> _PROBLEM DESCRIPTION_: Format every line of the listing below as a Markdown table with two columns, Row and Listing line. Number the rows in order and leave out blank lines.

> _ENTRIES SUPPLIED_:
..........

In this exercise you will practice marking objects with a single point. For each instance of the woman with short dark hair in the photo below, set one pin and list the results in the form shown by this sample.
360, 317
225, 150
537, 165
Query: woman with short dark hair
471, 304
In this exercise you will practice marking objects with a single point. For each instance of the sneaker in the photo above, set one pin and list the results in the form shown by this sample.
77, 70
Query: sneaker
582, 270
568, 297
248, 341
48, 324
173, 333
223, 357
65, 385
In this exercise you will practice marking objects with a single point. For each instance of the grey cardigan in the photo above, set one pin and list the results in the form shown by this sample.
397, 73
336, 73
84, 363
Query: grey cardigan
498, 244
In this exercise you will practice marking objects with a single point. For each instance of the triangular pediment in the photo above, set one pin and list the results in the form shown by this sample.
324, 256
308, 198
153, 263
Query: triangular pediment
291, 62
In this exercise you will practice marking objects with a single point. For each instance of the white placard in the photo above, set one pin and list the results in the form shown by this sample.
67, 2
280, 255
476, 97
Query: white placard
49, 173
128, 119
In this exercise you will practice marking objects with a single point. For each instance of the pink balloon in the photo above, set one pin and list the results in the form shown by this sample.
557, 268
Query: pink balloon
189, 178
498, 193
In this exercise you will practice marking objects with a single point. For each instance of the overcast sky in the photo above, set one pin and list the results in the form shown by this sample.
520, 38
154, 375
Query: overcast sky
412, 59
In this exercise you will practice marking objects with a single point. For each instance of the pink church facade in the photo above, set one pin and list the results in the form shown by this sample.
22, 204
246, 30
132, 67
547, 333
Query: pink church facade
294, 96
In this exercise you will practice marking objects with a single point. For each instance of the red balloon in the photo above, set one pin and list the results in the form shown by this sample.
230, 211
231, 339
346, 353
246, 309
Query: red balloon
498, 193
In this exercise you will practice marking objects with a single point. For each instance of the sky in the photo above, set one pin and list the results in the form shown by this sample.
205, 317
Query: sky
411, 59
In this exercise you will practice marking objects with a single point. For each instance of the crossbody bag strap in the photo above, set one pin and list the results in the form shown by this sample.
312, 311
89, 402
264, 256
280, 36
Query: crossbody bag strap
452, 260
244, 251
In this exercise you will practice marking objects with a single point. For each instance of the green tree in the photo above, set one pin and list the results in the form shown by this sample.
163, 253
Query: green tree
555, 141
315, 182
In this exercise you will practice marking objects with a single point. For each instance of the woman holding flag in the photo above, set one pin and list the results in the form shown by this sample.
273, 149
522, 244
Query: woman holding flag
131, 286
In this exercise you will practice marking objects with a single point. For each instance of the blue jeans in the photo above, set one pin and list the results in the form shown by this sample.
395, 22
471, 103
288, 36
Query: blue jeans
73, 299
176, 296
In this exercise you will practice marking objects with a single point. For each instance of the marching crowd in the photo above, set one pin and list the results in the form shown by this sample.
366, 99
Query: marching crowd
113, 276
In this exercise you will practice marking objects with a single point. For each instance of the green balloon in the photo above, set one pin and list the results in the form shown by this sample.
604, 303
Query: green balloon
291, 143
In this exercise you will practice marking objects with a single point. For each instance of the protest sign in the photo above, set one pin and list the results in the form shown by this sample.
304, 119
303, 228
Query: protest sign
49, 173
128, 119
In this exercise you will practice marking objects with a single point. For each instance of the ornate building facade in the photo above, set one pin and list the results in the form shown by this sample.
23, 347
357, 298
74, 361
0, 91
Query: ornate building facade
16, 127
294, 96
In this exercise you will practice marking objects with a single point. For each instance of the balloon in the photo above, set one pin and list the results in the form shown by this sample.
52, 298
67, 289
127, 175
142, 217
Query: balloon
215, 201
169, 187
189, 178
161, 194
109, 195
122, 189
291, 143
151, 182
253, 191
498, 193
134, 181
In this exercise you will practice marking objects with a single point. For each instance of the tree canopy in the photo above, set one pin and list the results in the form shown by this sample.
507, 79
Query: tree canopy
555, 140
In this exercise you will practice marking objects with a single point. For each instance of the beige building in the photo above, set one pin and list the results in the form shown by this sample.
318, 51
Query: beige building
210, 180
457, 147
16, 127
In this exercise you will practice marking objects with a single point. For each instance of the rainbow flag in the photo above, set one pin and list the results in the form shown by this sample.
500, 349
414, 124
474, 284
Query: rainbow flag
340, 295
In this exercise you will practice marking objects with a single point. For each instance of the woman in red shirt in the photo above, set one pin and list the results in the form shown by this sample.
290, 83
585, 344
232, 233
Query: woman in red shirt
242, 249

..........

> _TASK OUTPUT_:
| Row | Listing line |
|---|---|
| 1 | In this exercise you will practice marking objects with a single point. For each instance of the woman with short dark hair in the photo below, set one pin and list the results in the form shown by this sample. |
| 2 | 360, 317 |
| 3 | 225, 150 |
| 4 | 537, 165 |
| 5 | Query: woman with short dark hair |
| 6 | 471, 304 |
| 7 | In this exercise you will practice marking objects with a single point. For each instance of the sneaker in the photo above, set one pin and list the results in the form shown by this sample. |
| 8 | 77, 70 |
| 9 | Query: sneaker |
| 10 | 582, 270 |
| 11 | 568, 297 |
| 12 | 248, 341 |
| 13 | 48, 324 |
| 14 | 173, 333 |
| 15 | 223, 357 |
| 16 | 65, 385 |
| 17 | In this exercise you will practice marking objects with a single point. For each instance of the grey cardigan in the photo above, set one pin and list the results in the form shown by this sample. |
| 18 | 397, 73 |
| 19 | 336, 73 |
| 20 | 84, 363 |
| 21 | Query: grey cardigan |
| 22 | 498, 244 |
| 23 | In this exercise you will practice marking objects with a single point. For each instance of the triangular pediment in the photo above, set one pin and list the results in the form shown by this sample. |
| 24 | 324, 256 |
| 25 | 308, 198 |
| 26 | 153, 263 |
| 27 | Query: triangular pediment |
| 28 | 291, 62 |
| 29 | In this exercise you will practice marking objects with a single point. For each instance of the white placard in the photo above, set one pin and list the results in the form shown by this sample. |
| 30 | 67, 2 |
| 31 | 280, 255 |
| 32 | 476, 97 |
| 33 | Query: white placard |
| 34 | 49, 173 |
| 35 | 128, 119 |
| 36 | In this exercise you will practice marking objects with a single point. For each instance of the pink balloon in the photo above, set one pin and list the results in the form shown by this sample. |
| 37 | 557, 268 |
| 38 | Query: pink balloon |
| 39 | 189, 178 |
| 40 | 498, 193 |
| 41 | In this exercise you will practice marking objects with a single point. For each instance of the overcast sky in the photo above, set one pin and list the results in the form shown by this sample. |
| 42 | 520, 38 |
| 43 | 154, 375 |
| 44 | Query: overcast sky |
| 45 | 412, 59 |
| 46 | In this exercise you will practice marking objects with a single point. For each instance of the pink church facade in the photo above, set one pin and list the results in the form shown by this sample. |
| 47 | 22, 204 |
| 48 | 246, 30 |
| 49 | 132, 67 |
| 50 | 547, 333 |
| 51 | Query: pink church facade |
| 52 | 294, 96 |
| 53 | In this exercise you will practice marking objects with a single point. For each instance of the red balloon in the photo above, set one pin and list the results in the form shown by this sample. |
| 54 | 230, 211 |
| 55 | 231, 339 |
| 56 | 346, 353 |
| 57 | 246, 309 |
| 58 | Query: red balloon |
| 59 | 498, 193 |
| 60 | In this exercise you will practice marking objects with a single point. For each instance of the sky in the photo above, set one pin and list the results in the form shown by this sample. |
| 61 | 205, 317 |
| 62 | Query: sky |
| 63 | 411, 59 |
| 64 | In this exercise you will practice marking objects with a single point. For each instance of the crossbody bag strap in the photo above, set one pin and list the results in the form shown by this sample. |
| 65 | 312, 311 |
| 66 | 89, 402 |
| 67 | 264, 256 |
| 68 | 280, 36 |
| 69 | Query: crossbody bag strap |
| 70 | 452, 260 |
| 71 | 244, 251 |
| 72 | In this exercise you will practice marking objects with a single point. For each instance of the green tree in the photo above, set one pin and list the results in the form shown by this sample. |
| 73 | 163, 253 |
| 74 | Query: green tree |
| 75 | 555, 141 |
| 76 | 315, 182 |
| 77 | In this exercise you will practice marking objects with a single point. For each instance of the woman holding flag in the photo above, set one pin and list the results in the form shown by this sample. |
| 78 | 273, 149 |
| 79 | 522, 244 |
| 80 | Query: woman holding flag |
| 81 | 131, 286 |
| 82 | In this exercise you will practice marking objects with a single point. For each instance of the blue jeans in the photo above, set one pin and list the results in the form shown by this sample. |
| 83 | 395, 22 |
| 84 | 471, 103 |
| 85 | 288, 36 |
| 86 | Query: blue jeans |
| 87 | 73, 299 |
| 88 | 176, 296 |
| 89 | In this exercise you will practice marking objects with a single point. For each instance of the marching crowd in the photo above, set one pin and list the results in the form shown by this sample. |
| 90 | 366, 99 |
| 91 | Query: marching crowd |
| 92 | 113, 276 |
| 93 | In this exercise you will practice marking objects with a single point. For each instance of the green balloon in the photo above, set one pin and list the results in the form shown by this sample. |
| 94 | 604, 303 |
| 95 | Query: green balloon |
| 96 | 291, 143 |
| 97 | In this exercise you will practice marking objects with a single point. For each instance of the protest sign in the photo above, set one pin and list the results in the form shown by this sample. |
| 98 | 304, 119 |
| 99 | 303, 228 |
| 100 | Query: protest sign |
| 101 | 49, 173 |
| 102 | 128, 119 |
| 103 | In this exercise you will practice marking objects with a single point. For each instance of the ornate building facade in the photo above, set one pin and list the results in the form shown by this sample. |
| 104 | 23, 347 |
| 105 | 357, 298 |
| 106 | 74, 361 |
| 107 | 0, 91 |
| 108 | Query: ornate building facade |
| 109 | 16, 127 |
| 110 | 294, 96 |
| 111 | In this exercise you will practice marking objects with a single point. For each instance of the balloon in the photo above, set one pin and list the results in the form shown by this sample. |
| 112 | 52, 298 |
| 113 | 67, 289 |
| 114 | 127, 175 |
| 115 | 142, 217 |
| 116 | Query: balloon |
| 117 | 215, 201 |
| 118 | 169, 187 |
| 119 | 189, 178 |
| 120 | 161, 194 |
| 121 | 109, 195 |
| 122 | 122, 189 |
| 123 | 291, 143 |
| 124 | 151, 182 |
| 125 | 253, 191 |
| 126 | 498, 193 |
| 127 | 134, 181 |
| 128 | In this exercise you will practice marking objects with a single point. For each instance of the tree canopy in the photo above, set one pin and list the results in the form shown by this sample. |
| 129 | 507, 79 |
| 130 | Query: tree canopy |
| 131 | 555, 140 |
| 132 | In this exercise you will practice marking objects with a single point. For each instance of the beige building in the photo above, set one pin and list the results in the form shown by this sample. |
| 133 | 318, 51 |
| 134 | Query: beige building |
| 135 | 210, 180 |
| 136 | 457, 147 |
| 137 | 16, 127 |
| 138 | In this exercise you will practice marking objects with a single point. For each instance of the rainbow flag in the photo above, set one pin and list the results in the form shown by this sample. |
| 139 | 500, 349 |
| 140 | 414, 124 |
| 141 | 474, 284 |
| 142 | Query: rainbow flag |
| 143 | 340, 295 |
| 144 | In this exercise you will practice marking objects with a single point. For each instance of the woman in red shirt in the photo above, set one pin and list the results in the form shown by this sample. |
| 145 | 290, 83 |
| 146 | 585, 344 |
| 147 | 232, 233 |
| 148 | Query: woman in red shirt |
| 149 | 242, 249 |